◆ TEKS BACAAN:
>>>>>

RESPONSIF: Ketua DPRD Bangli I Wayan Diar, STT Par dan I Komang Carles, SE serta Ketua PHRI BPC Bangli DR. I Ketut Mardjana usai rapat dengar pendapat yang menelorkan rekomendasi penundaan tarif retribusi di kawasan Kintamani.
Bangli, baliilu.com
– Sehubungan dengan surat bersama perihal permohonan penundaan tarif retribusi
masuki kawasan Kintamani yang dilayangkan Asosiasi Perusahaan Perjalanan
Indonesia (Asita) Bali, Himpunan Pramuwisata Indonesia (HPI) Bali, dan
Perhimpunan Hotel dan Restoran Indonesia (PHRI) BPC Bangli kepada Bupati Bangli tertanggal 14 Februari
2020, yang ditembuskan kepada DPRD Bangli, mendapat respons cepat justru dari
wakil rakyat di Bangli.
Senin, 2 Maret 2020, DPRD Bangli mengundang para pelaku wisata
baik Asita Bali, HPI Bali, PHRI BPC Bangli dalam acara rapat dengar pendapat
yang dipimpin langsung Ketua DPRD Bangli I Nyoman Diar, SST Par, didampingi
Wakil Ketua I Komang Carles, SE, Ketua Komisi II I Ketut Mastrem, Ketua Komisi
III Drs. I Made Natis, MM, I Dewa Gede Suamba Adnyana, SS, SH, Ir. I Nengah
Wasana, Ir. I Gede Tindih, I Ketut Suastika, SH dll.

<<<<<

◆ DATA TERSEDIA:

>>>>>

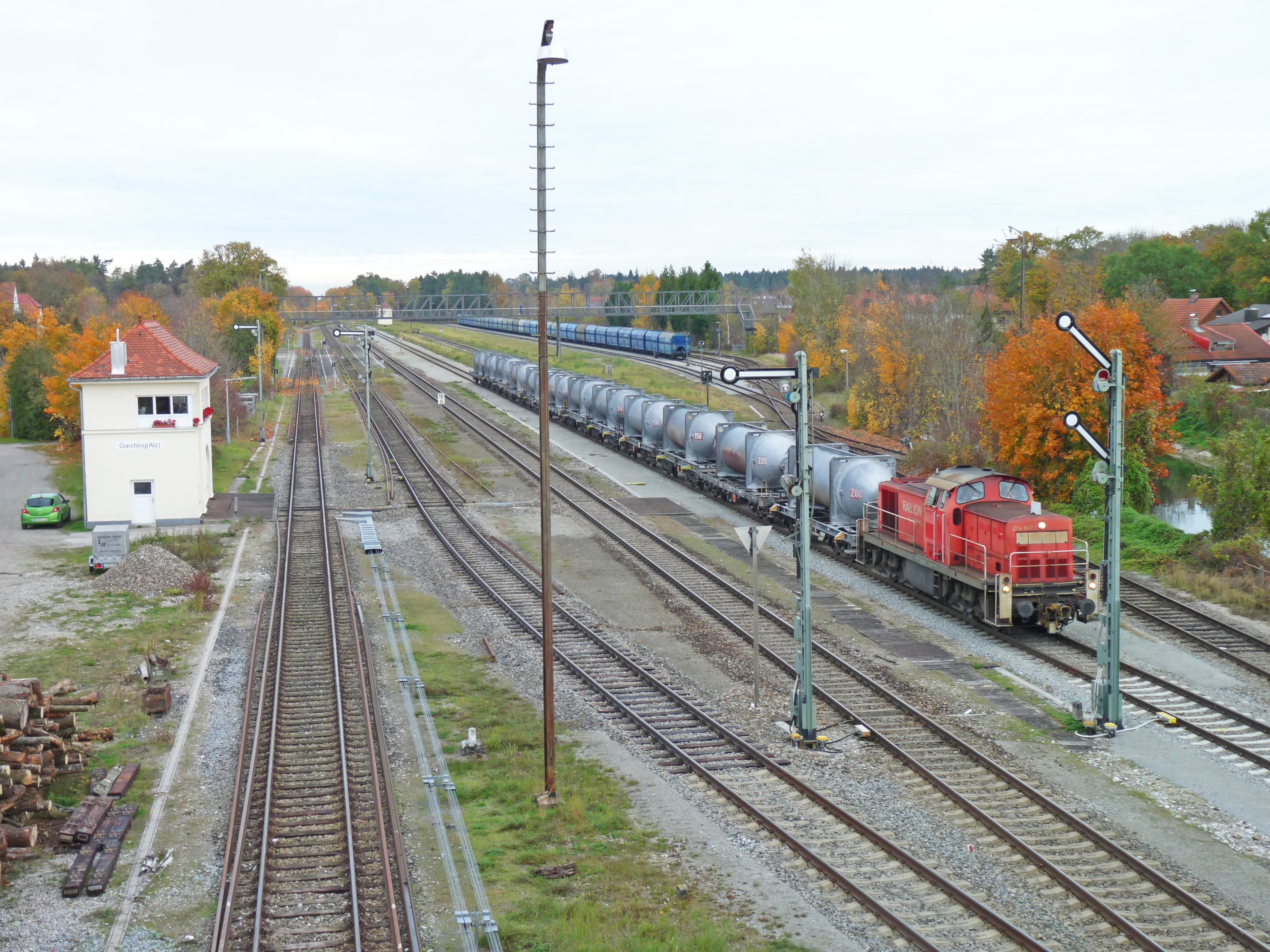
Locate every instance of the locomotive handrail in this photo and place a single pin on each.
(966, 555)
(1052, 553)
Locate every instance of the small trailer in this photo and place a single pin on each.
(110, 545)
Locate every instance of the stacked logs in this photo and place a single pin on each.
(38, 742)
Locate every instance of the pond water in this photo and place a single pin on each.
(1178, 505)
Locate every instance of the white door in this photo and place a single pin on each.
(143, 503)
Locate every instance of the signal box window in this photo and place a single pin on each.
(1013, 490)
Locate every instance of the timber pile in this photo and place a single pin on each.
(98, 827)
(38, 742)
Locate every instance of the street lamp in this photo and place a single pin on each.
(260, 366)
(366, 334)
(228, 381)
(549, 55)
(1023, 289)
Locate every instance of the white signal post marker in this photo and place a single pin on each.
(731, 375)
(754, 537)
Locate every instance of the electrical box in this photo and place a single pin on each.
(110, 545)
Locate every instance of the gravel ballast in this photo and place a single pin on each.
(148, 572)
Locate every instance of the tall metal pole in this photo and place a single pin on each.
(546, 56)
(366, 351)
(803, 700)
(754, 621)
(1109, 648)
(260, 374)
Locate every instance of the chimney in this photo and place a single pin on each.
(119, 356)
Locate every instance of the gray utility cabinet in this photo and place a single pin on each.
(110, 545)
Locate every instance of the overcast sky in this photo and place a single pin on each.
(395, 136)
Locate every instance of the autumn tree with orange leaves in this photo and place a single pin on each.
(1041, 375)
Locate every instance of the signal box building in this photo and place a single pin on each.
(146, 431)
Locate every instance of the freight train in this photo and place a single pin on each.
(658, 343)
(975, 540)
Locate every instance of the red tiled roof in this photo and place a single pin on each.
(1245, 375)
(153, 352)
(26, 303)
(1206, 309)
(1249, 346)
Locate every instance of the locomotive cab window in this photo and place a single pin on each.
(1013, 490)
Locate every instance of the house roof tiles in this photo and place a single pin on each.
(1244, 375)
(154, 352)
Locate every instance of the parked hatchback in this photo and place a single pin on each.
(46, 507)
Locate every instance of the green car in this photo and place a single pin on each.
(46, 507)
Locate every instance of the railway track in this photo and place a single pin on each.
(1197, 628)
(1078, 864)
(314, 856)
(1244, 738)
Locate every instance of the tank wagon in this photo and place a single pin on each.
(737, 463)
(981, 544)
(658, 343)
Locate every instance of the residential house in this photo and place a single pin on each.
(145, 413)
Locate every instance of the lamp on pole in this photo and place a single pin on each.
(260, 366)
(549, 55)
(1023, 281)
(1109, 474)
(366, 334)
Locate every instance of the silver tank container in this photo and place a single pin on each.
(618, 408)
(700, 445)
(585, 394)
(677, 426)
(766, 457)
(731, 449)
(633, 412)
(845, 483)
(598, 409)
(652, 427)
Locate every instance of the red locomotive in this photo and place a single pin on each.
(979, 543)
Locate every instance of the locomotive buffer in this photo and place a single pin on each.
(1108, 473)
(799, 486)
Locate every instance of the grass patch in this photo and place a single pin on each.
(343, 423)
(1064, 719)
(1146, 541)
(625, 371)
(622, 899)
(228, 463)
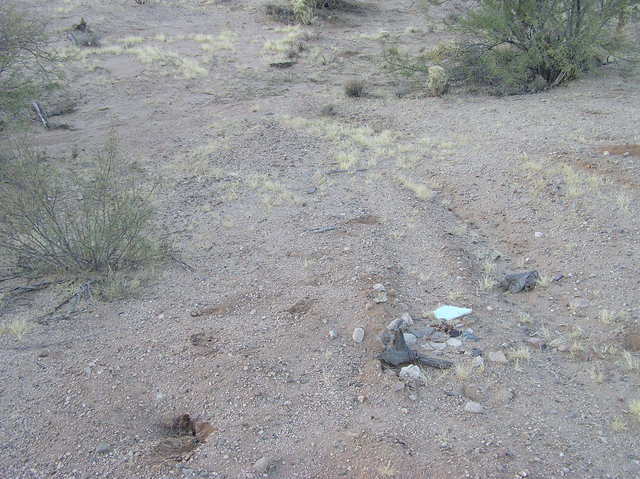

<<<<<

◆ PETUNJUK TUGAS: Lanjutkan teks bacaan tentang permohonan penundaan tarif retribusi kawasan Kintamani, dimulai setelah kalimat terakhirnya. Data tersebut tidak berkaitan dengan teks bacaan.

◆ HASIL LATIHAN:
ASITA DAN PHRI: Sampaikan perkembangan terakhir sutuasi pariwisata di Kintamani
Sementara itu dari pihak Asita, HPI, dan PHRI hadir Ketua PHRI Bangli DR. I Ketut Mardjana, Sekretaris Asita Putu Winastra, Wayan Mantik, Rena, Wayan Winurjaya, Ketut Putranata dll.
Dari rapat dengar pendapat yang berlangsung lebih dari 2
jam, baik pemaparan dari Asita dan PHRI maupun tanggapan dari anggota Dewan mencapai
keputusan bahwa DPRD Bangli segera akan menerbitkan rekomendasi terkait penundaan
tarif retribusi masuki kawasan Kintamani.
DR. I KETUT MARDJANA: Ketua PHRI BPC Bangli
Ketut Mardjana yang berkesempatan sebagai pembicara pertama mewakili PHRI Bangli begitu lugas menyampaikan perihal surat yang dilayangkan kepada Bupati yang sampai saat ini belum mendapat tanggapan. Mardjana menegaskan inti dari surat tersebut pertama, permohonan penundaan pemberlakuan kenaikan tarif retribusi memasuki daerah pariwisata Geopark Batur dan mengkoordinasikan serta mengkonsolidasikan berbagai jenis pungutan yang ada guna menghilangkan kesan mahalnya berpariwisata ke Bangli.
Kedua, meminta Pemkab Bangli menunda pelaksanaan Perbup
37/2019 sampai dengan kondisi pariwisata Bangli kembali kondusif. Ketiga, meminta
Pemkab mengkaji secara hukum penerapan tiket
masuk yang dilaksanakan di jalan raya Denpasar Singaraja melalui Kintamani, serta
keempat, meminta kepada Pemkab Bangli agar setiap kebijakan yang diambil lebih
berpihak kepada pertumbuhan ekonomi rakyat.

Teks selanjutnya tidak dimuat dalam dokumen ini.